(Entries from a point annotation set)

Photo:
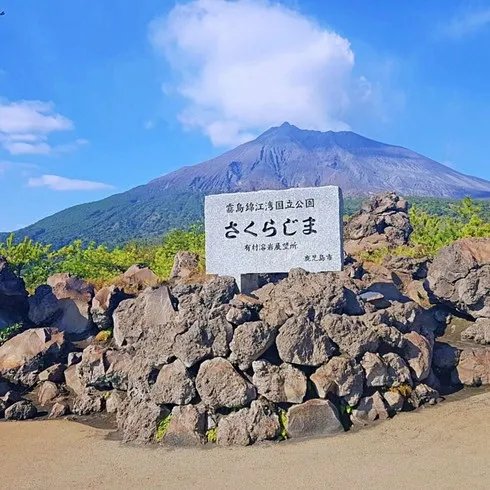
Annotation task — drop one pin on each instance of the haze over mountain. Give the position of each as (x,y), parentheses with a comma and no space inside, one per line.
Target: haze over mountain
(282,157)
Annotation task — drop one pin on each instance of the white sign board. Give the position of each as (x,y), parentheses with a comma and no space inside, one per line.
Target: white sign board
(274,231)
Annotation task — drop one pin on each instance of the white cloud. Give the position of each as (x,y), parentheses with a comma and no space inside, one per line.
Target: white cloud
(466,23)
(247,65)
(57,183)
(8,165)
(26,125)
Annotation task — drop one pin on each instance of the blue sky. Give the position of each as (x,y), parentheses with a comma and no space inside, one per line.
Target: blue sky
(98,97)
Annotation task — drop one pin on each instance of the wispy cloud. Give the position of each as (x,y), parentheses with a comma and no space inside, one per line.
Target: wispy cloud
(246,65)
(26,125)
(57,183)
(465,23)
(8,165)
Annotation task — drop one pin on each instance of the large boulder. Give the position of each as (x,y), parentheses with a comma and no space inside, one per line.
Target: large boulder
(187,426)
(279,384)
(304,342)
(313,418)
(22,410)
(105,302)
(342,376)
(352,335)
(250,341)
(381,222)
(138,420)
(459,276)
(417,352)
(174,385)
(63,303)
(258,423)
(473,368)
(133,316)
(204,339)
(220,385)
(479,332)
(186,265)
(304,293)
(137,278)
(24,356)
(370,409)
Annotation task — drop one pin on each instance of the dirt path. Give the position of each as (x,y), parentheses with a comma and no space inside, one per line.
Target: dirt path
(444,447)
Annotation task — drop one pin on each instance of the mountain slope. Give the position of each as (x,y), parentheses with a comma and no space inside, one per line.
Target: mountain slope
(281,157)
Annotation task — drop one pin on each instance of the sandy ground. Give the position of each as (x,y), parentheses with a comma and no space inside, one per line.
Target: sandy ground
(442,447)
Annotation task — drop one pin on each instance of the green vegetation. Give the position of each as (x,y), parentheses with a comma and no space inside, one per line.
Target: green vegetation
(431,232)
(148,213)
(99,264)
(162,428)
(9,332)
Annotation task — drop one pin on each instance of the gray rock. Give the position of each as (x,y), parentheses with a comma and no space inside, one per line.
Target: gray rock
(54,373)
(279,384)
(370,409)
(473,368)
(258,423)
(219,385)
(74,380)
(313,418)
(382,222)
(174,385)
(58,410)
(105,302)
(114,401)
(250,341)
(187,426)
(394,400)
(445,357)
(304,342)
(418,353)
(233,430)
(186,264)
(203,340)
(342,376)
(22,410)
(133,316)
(89,402)
(218,291)
(137,278)
(138,420)
(238,316)
(479,332)
(73,358)
(48,391)
(304,294)
(405,317)
(397,370)
(353,336)
(24,356)
(375,369)
(263,421)
(423,394)
(459,276)
(63,303)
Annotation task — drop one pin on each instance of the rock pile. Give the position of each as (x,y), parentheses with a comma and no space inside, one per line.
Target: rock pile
(381,223)
(310,354)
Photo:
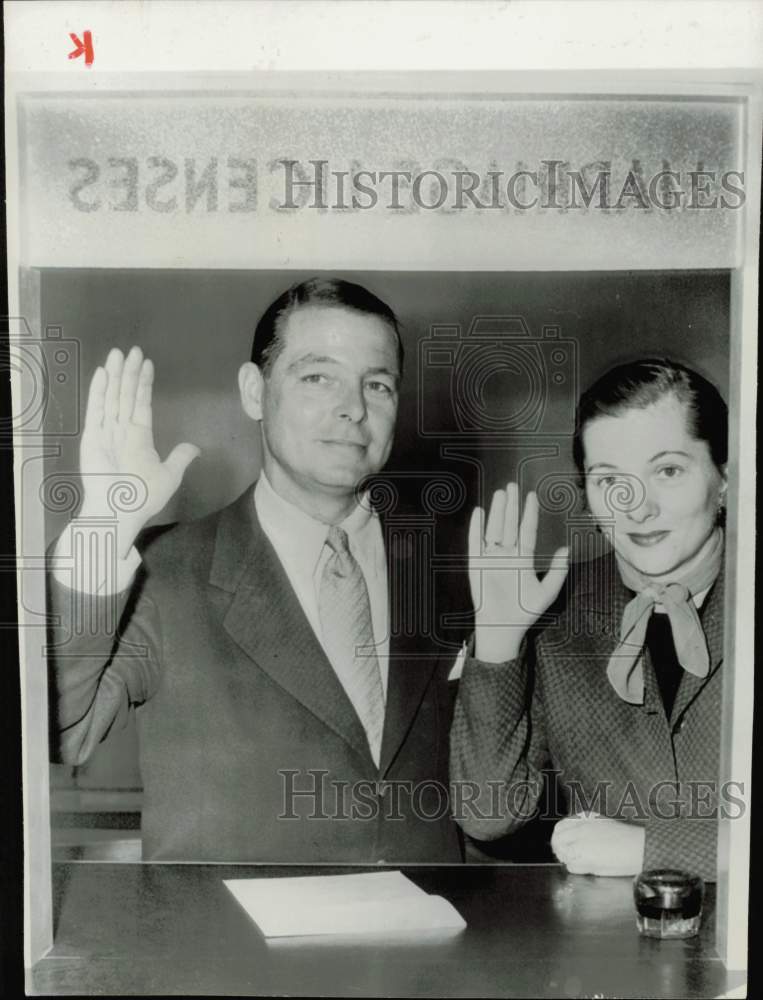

The task:
Copy out every line of the listing above word for word, omitting the pictures.

Written answer:
Photo:
Annotation task — drop one pin on each instance of the haze over mountain. Give the position of each as (x,y), parentheses with a comma and no space inside, one per line.
Target: haze over mountain
(282,157)
Annotation task — drop one pin on each instance of the white sign board. Give the position of each as (x,y), parentheses with a comma and no space inside, one per line.
Target: white sign board
(274,231)
Annotation task — drop one pin on each instance of the white cloud. Give the position of each as (x,y), parentheses with a comma and no space inside, one per line.
Target: white cloud
(466,23)
(247,65)
(57,183)
(8,165)
(26,125)
Annotation task — drop one pin on each instance of the blue sky. Give the position of each as (x,y), parentheses with a comma and no space inside, one per line.
Target: blue sky
(98,97)
Annotation task — drop one pin on each instance of the wispy cloud. Give the position of each as (x,y), parentheses with a comma and no space inside, one per line.
Target: wispy cloud
(246,65)
(26,125)
(57,183)
(465,23)
(8,165)
Annotation task — drop one pin on each instance of the large boulder. Give the position of each as (x,y), parentheses with a comma and no space inside, one per line.
Target: large boulder
(187,426)
(279,384)
(304,342)
(313,418)
(22,410)
(105,302)
(342,376)
(352,335)
(250,341)
(381,222)
(138,420)
(459,276)
(417,352)
(174,385)
(63,303)
(258,423)
(473,368)
(133,316)
(204,339)
(220,385)
(479,332)
(186,265)
(304,293)
(137,278)
(24,356)
(370,409)
Annotation task — drop one pin on each instance of the dirt path. Give the position of each as (x,y), parentheses with a comma and no space inside, one per line.
Target: dirt path
(444,447)
Annotation task — drop one pin on each instance of the mountain slope. Give the position of each as (x,y), parentheses with a comma and no space inside, one per line.
Target: mountain slope
(281,157)
Annotation task — drop one pin on each instance of the sandy ground. Give the position of each as (x,y), parentheses with a comma and no space inside, one per line.
Target: sandy ground
(442,447)
Annotation task — drop one pin on each instance of the green vegetation. Give the position of each as (x,y), parentheses with a comma and no space inside, one per line.
Target: green vegetation
(431,232)
(148,213)
(99,264)
(162,428)
(9,332)
Annotation task — drop one pin on each instance of the gray rock. Give the position of each as (x,y), parentheses with a comma and no space inside, one per line.
Target: gray rock
(54,373)
(279,384)
(370,409)
(473,368)
(258,423)
(219,385)
(74,380)
(313,418)
(382,222)
(174,385)
(58,410)
(105,302)
(114,401)
(250,341)
(187,426)
(394,400)
(445,357)
(304,342)
(418,353)
(233,430)
(186,264)
(203,340)
(342,376)
(22,410)
(133,316)
(89,402)
(218,291)
(137,278)
(138,420)
(238,316)
(479,332)
(73,358)
(48,391)
(304,294)
(405,317)
(397,370)
(353,336)
(24,356)
(375,369)
(263,421)
(423,394)
(459,276)
(63,303)
Annotation task — drop one pin on each instance of the rock pile. Give the position of each as (x,y), parentheses with a comma and no space inside, one per line.
Target: rock pile
(381,223)
(310,354)
Photo:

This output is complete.